## TEXTO DE PARTIDA:
────────────────────
Guerra y contacto

La pandemia lleva a restringir el contacto directo entre las personas.
La pandemia lleva a restringir el contacto directo entre las personas.
Alejandro Martínez Vélez / Europa Press

Desde que comenzó la pandemia, que se te acerque alguien por la calle a preguntarte una dirección o si llevas un cigarro se ha convertido en un gesto de riesgo que uno afea por aquello de los contagios. 

Yo admito que me voy relajando y casi recibo con gusto que alguien se atreva a interactuar sin pensar que me puede llevar a la UCI; aunque al revés procuro no acercarme a nadie para evitar hacerle pasar un mal rato, y la verdad es que no me gusta sentir que cargo con esa responsabilidad tan fría.

Lo cierto es que la rutina de ser ajenos al contacto físico se ha ido acelerando en los últimos años con la expansión esclava del Whatsapp: ¿cuántos mensajes innecesarios pueden llegar en lo que dura una película o una siesta? Y sin embargo va uno caminando por la calle y las personas le parecen burbujas de convivencia o casi extraterrestres.
────────────────────
## MATERIAL PROPORCIONADO:
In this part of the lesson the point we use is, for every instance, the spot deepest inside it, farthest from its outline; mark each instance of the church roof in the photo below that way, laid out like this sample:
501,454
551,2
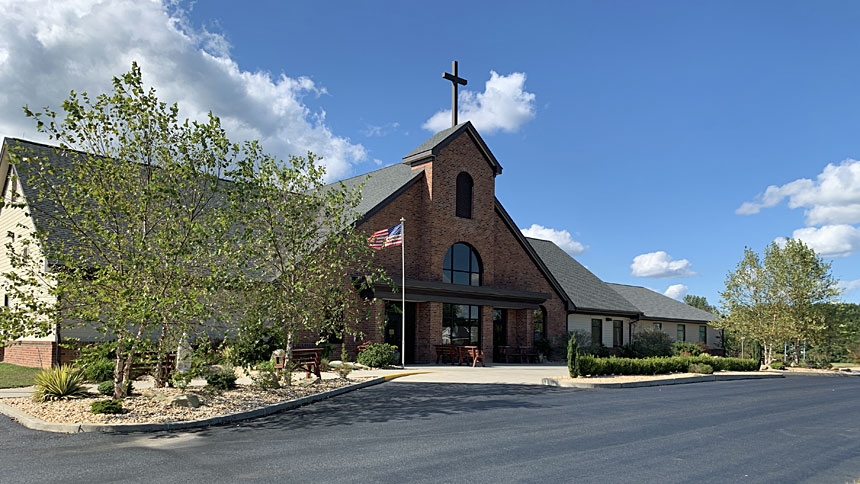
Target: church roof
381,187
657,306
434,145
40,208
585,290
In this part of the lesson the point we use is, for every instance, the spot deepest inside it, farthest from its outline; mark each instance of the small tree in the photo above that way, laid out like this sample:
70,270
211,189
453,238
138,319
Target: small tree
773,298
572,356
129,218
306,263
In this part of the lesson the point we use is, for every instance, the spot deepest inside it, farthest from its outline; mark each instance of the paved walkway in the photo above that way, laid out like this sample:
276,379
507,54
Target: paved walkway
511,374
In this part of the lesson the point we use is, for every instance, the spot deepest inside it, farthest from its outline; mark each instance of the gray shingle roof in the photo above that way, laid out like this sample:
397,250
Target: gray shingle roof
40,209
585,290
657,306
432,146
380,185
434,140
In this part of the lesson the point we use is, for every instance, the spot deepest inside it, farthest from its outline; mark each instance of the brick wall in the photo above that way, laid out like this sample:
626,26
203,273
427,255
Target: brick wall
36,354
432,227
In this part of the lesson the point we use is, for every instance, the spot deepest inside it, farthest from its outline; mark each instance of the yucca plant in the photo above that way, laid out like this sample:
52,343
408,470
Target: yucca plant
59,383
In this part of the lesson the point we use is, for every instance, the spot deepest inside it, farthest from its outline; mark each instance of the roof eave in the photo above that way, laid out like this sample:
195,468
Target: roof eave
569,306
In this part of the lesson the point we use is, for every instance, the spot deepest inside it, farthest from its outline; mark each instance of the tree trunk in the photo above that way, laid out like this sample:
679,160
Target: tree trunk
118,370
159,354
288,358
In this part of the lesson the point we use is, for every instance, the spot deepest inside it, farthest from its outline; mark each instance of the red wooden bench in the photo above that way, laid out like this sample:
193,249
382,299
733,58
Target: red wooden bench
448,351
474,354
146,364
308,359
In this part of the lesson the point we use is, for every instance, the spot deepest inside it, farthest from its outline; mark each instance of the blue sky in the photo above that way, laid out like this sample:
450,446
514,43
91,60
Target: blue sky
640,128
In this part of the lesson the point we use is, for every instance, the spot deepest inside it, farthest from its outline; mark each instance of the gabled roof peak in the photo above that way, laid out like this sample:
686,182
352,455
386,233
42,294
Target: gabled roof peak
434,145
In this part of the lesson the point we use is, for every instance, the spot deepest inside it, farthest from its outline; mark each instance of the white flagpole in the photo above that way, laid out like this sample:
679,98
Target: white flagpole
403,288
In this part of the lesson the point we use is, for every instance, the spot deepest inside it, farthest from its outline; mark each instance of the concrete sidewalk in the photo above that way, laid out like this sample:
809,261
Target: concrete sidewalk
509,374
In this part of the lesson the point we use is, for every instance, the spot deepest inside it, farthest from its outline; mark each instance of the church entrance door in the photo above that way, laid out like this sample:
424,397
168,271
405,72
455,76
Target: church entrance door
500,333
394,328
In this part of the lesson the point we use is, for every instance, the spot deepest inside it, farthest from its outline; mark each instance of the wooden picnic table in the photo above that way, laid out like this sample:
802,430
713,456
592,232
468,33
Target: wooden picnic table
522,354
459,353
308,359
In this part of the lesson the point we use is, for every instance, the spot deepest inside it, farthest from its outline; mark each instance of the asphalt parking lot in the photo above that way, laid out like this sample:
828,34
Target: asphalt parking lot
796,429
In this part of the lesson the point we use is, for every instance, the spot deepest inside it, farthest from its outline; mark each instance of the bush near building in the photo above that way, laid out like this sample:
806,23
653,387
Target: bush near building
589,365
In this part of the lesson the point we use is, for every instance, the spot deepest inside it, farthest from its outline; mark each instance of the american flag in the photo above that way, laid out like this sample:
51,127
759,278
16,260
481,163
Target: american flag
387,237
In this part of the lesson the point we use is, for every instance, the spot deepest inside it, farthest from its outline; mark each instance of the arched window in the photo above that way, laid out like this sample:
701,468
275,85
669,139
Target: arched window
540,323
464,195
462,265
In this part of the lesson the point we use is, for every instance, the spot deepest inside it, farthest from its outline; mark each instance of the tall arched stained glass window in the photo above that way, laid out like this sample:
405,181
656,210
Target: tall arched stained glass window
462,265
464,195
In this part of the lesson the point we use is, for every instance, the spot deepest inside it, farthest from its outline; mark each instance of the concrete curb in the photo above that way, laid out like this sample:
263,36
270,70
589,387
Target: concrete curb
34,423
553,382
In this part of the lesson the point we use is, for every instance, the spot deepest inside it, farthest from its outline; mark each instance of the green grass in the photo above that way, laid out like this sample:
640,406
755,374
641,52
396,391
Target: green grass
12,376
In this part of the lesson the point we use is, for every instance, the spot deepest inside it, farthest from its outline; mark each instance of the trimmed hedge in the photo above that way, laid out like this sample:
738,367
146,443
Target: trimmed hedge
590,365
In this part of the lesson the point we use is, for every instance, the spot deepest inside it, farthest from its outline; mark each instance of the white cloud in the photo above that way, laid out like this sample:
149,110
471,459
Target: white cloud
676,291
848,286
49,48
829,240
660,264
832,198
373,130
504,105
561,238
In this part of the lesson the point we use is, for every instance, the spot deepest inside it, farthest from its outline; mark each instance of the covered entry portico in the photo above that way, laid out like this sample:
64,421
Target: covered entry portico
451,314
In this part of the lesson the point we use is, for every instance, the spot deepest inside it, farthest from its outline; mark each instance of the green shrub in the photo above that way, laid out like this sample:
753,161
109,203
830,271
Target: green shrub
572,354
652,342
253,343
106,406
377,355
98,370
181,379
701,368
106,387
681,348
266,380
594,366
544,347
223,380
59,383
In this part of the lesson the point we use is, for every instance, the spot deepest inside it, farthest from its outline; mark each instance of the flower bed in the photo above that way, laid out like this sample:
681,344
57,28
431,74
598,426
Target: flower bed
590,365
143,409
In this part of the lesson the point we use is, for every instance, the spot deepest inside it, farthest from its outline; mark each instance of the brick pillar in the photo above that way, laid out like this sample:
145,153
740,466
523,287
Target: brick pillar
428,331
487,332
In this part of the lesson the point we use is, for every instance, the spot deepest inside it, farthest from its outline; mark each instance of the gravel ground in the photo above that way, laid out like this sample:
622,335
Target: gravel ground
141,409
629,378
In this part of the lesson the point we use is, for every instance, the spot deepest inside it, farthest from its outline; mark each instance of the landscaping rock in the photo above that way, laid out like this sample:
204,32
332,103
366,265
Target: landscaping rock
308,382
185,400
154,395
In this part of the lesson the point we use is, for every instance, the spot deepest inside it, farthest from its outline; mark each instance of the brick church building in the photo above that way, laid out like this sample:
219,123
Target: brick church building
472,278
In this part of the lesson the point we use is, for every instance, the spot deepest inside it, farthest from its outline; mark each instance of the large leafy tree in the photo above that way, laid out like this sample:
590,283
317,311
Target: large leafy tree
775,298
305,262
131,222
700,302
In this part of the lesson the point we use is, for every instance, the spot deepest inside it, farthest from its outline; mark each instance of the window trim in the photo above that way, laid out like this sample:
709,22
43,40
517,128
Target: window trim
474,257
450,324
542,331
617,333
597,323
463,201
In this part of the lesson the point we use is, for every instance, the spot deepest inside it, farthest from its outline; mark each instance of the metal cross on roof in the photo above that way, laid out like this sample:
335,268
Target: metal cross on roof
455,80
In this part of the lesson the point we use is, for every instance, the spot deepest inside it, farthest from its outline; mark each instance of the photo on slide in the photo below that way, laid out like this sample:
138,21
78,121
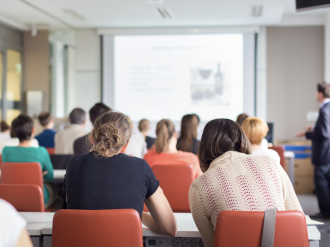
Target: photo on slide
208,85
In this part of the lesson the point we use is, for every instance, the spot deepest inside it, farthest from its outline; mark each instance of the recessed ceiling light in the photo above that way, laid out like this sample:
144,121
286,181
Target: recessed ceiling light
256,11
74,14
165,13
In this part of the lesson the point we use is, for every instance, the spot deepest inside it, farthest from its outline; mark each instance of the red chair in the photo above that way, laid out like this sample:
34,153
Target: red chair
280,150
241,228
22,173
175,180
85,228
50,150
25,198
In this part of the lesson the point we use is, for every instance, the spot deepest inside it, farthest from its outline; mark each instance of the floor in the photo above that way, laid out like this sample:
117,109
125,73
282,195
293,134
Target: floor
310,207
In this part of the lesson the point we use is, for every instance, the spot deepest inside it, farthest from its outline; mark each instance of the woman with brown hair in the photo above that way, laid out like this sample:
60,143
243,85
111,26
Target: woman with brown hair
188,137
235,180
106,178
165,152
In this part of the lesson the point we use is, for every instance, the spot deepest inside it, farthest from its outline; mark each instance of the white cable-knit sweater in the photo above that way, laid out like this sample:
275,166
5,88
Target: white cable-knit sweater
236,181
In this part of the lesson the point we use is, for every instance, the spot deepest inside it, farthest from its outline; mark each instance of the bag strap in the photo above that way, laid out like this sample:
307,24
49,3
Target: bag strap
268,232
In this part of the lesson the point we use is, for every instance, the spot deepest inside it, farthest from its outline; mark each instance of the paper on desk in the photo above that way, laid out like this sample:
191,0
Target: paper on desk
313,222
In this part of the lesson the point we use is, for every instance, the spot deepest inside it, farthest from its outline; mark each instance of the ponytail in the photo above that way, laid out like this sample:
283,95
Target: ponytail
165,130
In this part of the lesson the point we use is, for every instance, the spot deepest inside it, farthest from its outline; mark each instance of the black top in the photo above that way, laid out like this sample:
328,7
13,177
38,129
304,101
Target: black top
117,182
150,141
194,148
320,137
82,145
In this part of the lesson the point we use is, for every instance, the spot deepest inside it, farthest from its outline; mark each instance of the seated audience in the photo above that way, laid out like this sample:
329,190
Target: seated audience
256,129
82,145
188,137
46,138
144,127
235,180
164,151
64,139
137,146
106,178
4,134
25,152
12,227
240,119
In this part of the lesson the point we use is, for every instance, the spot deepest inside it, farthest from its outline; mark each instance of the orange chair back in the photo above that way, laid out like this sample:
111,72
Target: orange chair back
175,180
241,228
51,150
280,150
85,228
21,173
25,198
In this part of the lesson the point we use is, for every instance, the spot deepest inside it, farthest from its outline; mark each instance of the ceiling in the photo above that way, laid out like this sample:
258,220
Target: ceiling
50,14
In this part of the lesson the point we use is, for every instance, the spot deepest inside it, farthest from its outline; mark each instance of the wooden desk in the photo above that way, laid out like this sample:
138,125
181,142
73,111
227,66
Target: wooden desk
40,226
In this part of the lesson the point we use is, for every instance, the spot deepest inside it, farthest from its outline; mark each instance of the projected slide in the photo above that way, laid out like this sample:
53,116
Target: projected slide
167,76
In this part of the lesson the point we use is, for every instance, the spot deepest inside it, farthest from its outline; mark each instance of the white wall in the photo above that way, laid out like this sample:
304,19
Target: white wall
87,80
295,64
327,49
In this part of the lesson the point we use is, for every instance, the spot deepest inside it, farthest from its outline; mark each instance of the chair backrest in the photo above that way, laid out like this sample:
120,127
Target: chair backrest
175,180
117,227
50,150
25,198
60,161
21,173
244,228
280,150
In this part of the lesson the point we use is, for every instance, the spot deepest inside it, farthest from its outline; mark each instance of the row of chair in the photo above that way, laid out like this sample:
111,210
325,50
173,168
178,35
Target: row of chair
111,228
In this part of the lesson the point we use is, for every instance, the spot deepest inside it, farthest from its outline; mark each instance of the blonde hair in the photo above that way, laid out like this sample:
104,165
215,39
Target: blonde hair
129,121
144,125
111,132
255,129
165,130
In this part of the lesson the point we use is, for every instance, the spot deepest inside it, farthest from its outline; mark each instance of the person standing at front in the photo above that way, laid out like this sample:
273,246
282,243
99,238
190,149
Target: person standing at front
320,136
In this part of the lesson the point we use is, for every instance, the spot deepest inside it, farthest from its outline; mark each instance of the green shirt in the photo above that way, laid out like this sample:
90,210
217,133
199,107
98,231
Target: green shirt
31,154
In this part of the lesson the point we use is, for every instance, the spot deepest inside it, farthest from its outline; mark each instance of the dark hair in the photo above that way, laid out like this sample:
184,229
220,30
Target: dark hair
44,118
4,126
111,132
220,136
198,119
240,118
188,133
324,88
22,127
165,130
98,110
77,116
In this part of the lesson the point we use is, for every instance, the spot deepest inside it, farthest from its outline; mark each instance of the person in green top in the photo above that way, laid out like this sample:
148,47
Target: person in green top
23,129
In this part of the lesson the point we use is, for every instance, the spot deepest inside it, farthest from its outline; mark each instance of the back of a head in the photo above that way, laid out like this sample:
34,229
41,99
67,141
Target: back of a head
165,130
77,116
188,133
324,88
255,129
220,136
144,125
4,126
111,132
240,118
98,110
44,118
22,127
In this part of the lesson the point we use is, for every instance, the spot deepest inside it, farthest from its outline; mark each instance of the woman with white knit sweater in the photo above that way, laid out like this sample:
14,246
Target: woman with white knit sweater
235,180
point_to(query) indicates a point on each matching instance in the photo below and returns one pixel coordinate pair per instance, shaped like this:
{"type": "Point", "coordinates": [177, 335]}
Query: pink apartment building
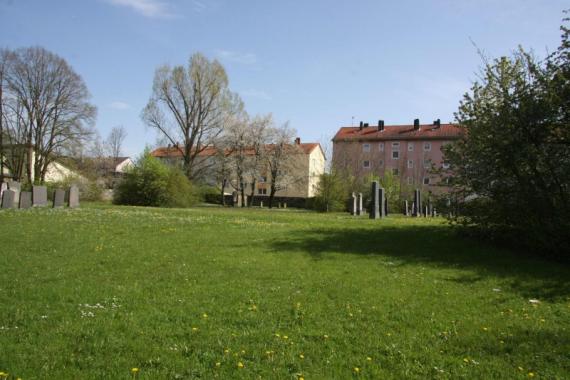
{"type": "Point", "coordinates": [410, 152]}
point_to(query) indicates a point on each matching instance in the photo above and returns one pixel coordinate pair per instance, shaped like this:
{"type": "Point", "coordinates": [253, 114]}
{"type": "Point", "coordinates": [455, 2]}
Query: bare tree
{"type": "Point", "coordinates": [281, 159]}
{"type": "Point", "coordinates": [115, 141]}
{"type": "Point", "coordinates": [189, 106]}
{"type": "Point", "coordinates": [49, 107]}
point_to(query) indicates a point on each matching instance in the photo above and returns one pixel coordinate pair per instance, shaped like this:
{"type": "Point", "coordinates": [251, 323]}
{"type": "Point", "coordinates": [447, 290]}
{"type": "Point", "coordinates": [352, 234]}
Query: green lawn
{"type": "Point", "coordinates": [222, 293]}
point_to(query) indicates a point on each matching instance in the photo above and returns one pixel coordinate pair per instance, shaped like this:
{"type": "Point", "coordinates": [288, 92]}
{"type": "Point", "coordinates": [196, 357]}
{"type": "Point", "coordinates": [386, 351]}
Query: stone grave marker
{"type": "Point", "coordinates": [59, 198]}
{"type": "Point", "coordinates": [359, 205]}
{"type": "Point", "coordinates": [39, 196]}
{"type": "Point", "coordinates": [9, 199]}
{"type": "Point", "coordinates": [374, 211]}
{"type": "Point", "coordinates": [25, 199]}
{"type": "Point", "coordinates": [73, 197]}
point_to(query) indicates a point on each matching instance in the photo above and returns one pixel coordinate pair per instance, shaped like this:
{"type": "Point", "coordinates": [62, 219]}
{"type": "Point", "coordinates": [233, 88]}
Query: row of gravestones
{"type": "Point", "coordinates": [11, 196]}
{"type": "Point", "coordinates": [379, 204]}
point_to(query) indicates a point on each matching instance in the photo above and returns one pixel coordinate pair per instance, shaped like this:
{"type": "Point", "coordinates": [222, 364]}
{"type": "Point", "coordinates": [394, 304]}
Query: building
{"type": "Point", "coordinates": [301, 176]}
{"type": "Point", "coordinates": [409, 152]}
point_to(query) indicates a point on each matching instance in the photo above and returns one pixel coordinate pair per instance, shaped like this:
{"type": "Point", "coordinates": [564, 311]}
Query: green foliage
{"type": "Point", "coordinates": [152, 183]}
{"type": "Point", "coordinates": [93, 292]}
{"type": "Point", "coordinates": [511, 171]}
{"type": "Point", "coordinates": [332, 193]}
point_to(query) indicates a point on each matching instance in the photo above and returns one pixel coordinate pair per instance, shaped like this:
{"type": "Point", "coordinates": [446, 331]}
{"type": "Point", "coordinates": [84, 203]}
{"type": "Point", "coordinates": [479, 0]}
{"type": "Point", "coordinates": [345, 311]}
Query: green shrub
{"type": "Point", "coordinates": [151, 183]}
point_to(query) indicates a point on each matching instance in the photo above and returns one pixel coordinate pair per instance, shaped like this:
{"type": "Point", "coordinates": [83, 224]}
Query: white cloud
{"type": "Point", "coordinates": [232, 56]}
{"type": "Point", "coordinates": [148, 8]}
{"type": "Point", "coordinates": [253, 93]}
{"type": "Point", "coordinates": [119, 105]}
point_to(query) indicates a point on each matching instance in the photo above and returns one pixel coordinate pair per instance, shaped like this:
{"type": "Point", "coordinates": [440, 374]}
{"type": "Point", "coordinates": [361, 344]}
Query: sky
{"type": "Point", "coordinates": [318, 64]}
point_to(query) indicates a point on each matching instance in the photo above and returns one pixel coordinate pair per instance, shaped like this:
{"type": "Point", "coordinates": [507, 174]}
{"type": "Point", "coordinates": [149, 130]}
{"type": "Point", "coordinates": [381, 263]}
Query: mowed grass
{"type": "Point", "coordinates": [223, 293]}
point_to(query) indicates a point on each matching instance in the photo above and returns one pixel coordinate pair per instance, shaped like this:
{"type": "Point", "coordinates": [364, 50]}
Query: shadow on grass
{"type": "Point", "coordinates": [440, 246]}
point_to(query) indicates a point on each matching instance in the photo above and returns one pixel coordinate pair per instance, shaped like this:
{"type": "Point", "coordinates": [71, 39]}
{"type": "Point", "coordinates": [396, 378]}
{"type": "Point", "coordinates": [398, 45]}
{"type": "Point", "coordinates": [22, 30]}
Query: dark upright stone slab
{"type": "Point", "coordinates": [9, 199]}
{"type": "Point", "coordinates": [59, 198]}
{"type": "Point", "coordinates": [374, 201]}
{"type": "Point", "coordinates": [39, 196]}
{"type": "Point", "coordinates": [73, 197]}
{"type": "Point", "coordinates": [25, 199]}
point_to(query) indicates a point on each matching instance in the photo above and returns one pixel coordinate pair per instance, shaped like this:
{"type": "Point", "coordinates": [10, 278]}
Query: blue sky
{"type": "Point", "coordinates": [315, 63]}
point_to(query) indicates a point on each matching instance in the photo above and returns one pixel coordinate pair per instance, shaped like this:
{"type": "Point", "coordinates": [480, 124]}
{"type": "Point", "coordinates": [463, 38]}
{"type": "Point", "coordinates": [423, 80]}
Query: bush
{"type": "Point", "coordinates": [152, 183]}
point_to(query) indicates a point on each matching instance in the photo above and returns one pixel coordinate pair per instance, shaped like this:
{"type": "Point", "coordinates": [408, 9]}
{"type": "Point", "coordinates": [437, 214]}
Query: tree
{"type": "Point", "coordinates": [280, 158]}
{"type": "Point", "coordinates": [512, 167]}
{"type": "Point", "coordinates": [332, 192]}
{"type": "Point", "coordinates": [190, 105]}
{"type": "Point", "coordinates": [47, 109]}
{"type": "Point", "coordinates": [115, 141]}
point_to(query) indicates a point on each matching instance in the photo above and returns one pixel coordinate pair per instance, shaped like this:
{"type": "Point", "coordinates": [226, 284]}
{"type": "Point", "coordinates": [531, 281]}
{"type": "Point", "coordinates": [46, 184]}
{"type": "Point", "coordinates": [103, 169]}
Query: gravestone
────────────────────
## QUÉ ENTREGAR:
Por favor, anota sin cambios el tramo del texto sobre la pandemia y el contacto que va desde "Desde que comenzó" hasta "responsabilidad tan fría.".

## SOLUCIÓN PROPUESTA:
Desde que comenzó la pandemia, que se te acerque alguien por la calle a preguntarte una dirección o si llevas un cigarro se ha convertido en un gesto de riesgo que uno afea por aquello de los contagios. 

Yo admito que me voy relajando y casi recibo con gusto que alguien se atreva a interactuar sin pensar que me puede llevar a la UCI; aunque al revés procuro no acercarme a nadie para evitar hacerle pasar un mal rato, y la verdad es que no me gusta sentir que cargo con esa responsabilidad tan fría.